__WHAT NEEDS TO BE DONE__
With no addition or omission, return the entries below.

__INFORMATION SUPPLIED__
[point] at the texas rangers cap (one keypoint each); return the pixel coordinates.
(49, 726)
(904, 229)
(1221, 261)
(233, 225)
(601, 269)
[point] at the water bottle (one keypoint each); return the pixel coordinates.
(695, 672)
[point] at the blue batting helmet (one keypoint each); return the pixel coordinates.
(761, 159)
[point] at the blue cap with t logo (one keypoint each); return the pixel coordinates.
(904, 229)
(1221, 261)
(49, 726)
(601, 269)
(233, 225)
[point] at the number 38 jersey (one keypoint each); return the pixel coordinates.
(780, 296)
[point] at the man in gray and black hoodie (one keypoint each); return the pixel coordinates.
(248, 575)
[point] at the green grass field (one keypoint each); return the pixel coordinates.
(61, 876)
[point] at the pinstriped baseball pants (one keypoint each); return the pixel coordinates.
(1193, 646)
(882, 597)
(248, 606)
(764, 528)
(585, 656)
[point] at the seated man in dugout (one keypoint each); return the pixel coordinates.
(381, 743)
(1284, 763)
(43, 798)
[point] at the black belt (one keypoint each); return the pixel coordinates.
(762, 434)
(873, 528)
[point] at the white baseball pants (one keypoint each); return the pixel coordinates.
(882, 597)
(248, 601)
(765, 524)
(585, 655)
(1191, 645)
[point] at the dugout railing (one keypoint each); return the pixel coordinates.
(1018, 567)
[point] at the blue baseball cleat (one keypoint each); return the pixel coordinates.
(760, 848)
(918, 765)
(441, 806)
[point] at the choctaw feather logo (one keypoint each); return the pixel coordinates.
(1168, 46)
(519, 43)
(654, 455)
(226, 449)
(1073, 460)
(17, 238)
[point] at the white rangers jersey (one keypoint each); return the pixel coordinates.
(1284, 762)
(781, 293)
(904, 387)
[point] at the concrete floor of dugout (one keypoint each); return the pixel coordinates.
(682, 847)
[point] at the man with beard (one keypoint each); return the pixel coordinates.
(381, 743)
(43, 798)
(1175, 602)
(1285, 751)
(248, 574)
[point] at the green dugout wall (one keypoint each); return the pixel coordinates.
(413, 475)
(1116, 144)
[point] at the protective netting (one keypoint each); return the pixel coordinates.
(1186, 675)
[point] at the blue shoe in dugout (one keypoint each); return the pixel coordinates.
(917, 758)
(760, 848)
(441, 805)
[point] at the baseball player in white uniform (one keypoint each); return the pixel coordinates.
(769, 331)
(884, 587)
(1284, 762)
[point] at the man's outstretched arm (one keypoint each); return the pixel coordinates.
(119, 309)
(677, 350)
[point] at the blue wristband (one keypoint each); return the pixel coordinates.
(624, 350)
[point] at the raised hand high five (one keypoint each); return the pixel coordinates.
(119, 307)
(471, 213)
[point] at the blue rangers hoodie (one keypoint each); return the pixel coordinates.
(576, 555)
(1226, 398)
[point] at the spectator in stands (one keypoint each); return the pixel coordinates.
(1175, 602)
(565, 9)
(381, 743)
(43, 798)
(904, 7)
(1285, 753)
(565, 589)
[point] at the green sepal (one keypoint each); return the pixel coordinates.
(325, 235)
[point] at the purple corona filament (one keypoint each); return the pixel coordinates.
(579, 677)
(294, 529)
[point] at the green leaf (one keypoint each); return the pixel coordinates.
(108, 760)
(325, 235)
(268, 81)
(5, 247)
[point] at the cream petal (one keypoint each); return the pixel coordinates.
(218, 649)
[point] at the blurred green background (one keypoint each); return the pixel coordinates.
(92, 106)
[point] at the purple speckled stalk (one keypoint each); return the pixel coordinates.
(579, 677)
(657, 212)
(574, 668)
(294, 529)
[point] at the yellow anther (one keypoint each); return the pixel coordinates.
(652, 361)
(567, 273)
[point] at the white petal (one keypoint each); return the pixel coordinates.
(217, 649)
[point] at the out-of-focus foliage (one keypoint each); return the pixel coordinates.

__THE COMPLETED TASK__
[point] at the texas rangers cap (one keypoint each); return the pixel coordinates.
(49, 726)
(904, 229)
(1221, 261)
(233, 225)
(601, 269)
[point] at the water bottle (one keypoint each); return the pixel coordinates.
(695, 672)
[point] at the blue batting helmet (one keypoint each); return the pixel coordinates.
(761, 159)
[point] at the blue cap with t logo (one keypoint each); return the pixel coordinates.
(904, 229)
(1221, 261)
(49, 726)
(601, 269)
(233, 225)
[point] at the number 38 jersey (one keypoint each); return the pixel coordinates.
(780, 296)
[point] at the man in gray and black hoodie (one keypoint each); return the pixel coordinates.
(248, 575)
[point] at the green grass field (one keypoint each); return the pixel coordinates.
(61, 876)
[point] at the pinstriped baseball pants (one keypoint each); return the pixel coordinates.
(1193, 646)
(882, 597)
(248, 606)
(764, 528)
(585, 656)
[point] at the seated man in dugout (one keypoint each); return the pixel coordinates.
(381, 743)
(1284, 763)
(43, 798)
[point] at the black belt (one keypoint each); return the pixel coordinates.
(762, 434)
(873, 528)
[point] at the white baseball pants (one keypoint each); return the pixel coordinates.
(882, 597)
(248, 601)
(765, 524)
(585, 655)
(1191, 645)
[point] at the dugout railing (one keypoint each); return the pixel coordinates.
(1018, 567)
[point] at the blue baseball cleat (one keypoint each); return the pixel coordinates.
(760, 848)
(918, 765)
(441, 806)
[point] at the choctaw feather logo (one keypoint each); return the pixel coordinates.
(1168, 46)
(519, 43)
(654, 455)
(226, 449)
(1073, 460)
(17, 238)
[point] at the white rangers jersey (one keypoint each); return the pixel coordinates.
(1284, 762)
(781, 293)
(904, 387)
[point] at the concrete floor of dugout (one keypoint each); return the pixel coordinates.
(682, 847)
[point] at the man with beard (one keypoint each); return the pixel coordinates.
(381, 743)
(43, 798)
(1175, 602)
(1285, 751)
(248, 574)
[point] at the green dugout wall (one keypoint each); return the pixel coordinates.
(413, 475)
(1116, 144)
[point] at the protective netting (one keypoint each); return the pixel coordinates.
(1186, 675)
[point] at the blue shoe in dugout (one keypoint each); return the pixel coordinates.
(917, 758)
(760, 848)
(441, 805)
[point] at the baseball player in white uniform (one keypoint each); return the pixel coordinates.
(769, 331)
(884, 587)
(1284, 762)
[point] at the man's outstretched arm (one keypoint each); return the pixel coordinates.
(119, 309)
(677, 350)
[point] at the blue wristband (one keypoint each); return the pixel coordinates.
(624, 350)
[point] at the raised hand high five (one keypoint each); return the pixel coordinates.
(119, 307)
(471, 213)
[point] at the blue rangers hoodie (one keypoint each); return the pixel coordinates.
(576, 555)
(1226, 398)
[point] at the spectator in stands (one keypoint each); return the pixel coordinates.
(1175, 602)
(565, 9)
(381, 743)
(43, 798)
(904, 7)
(1285, 753)
(565, 589)
[point] at the green sepal (one keypoint each); return the pixel coordinates.
(325, 235)
[point] at the purple corona filament (one keypoint each); return the pixel coordinates.
(579, 677)
(294, 529)
[point] at the green leaf (one keypoint each); return the pixel coordinates.
(108, 760)
(325, 235)
(268, 81)
(5, 247)
[point] at the cream petal (one keypoint each); return the pixel coordinates.
(218, 649)
[point] at the blurred green background (one keypoint each); return the pixel coordinates.
(92, 106)
[point] at the purple speckled stalk (one keypoint each); return the pixel coordinates.
(579, 677)
(657, 212)
(574, 668)
(294, 529)
[point] at the yellow anther (one keypoint each); return the pixel coordinates.
(652, 361)
(567, 273)
[point] at the white petal (one keypoint each); return the pixel coordinates.
(217, 649)
[point] at the out-of-focus foliage (one keypoint each); return the pixel coordinates.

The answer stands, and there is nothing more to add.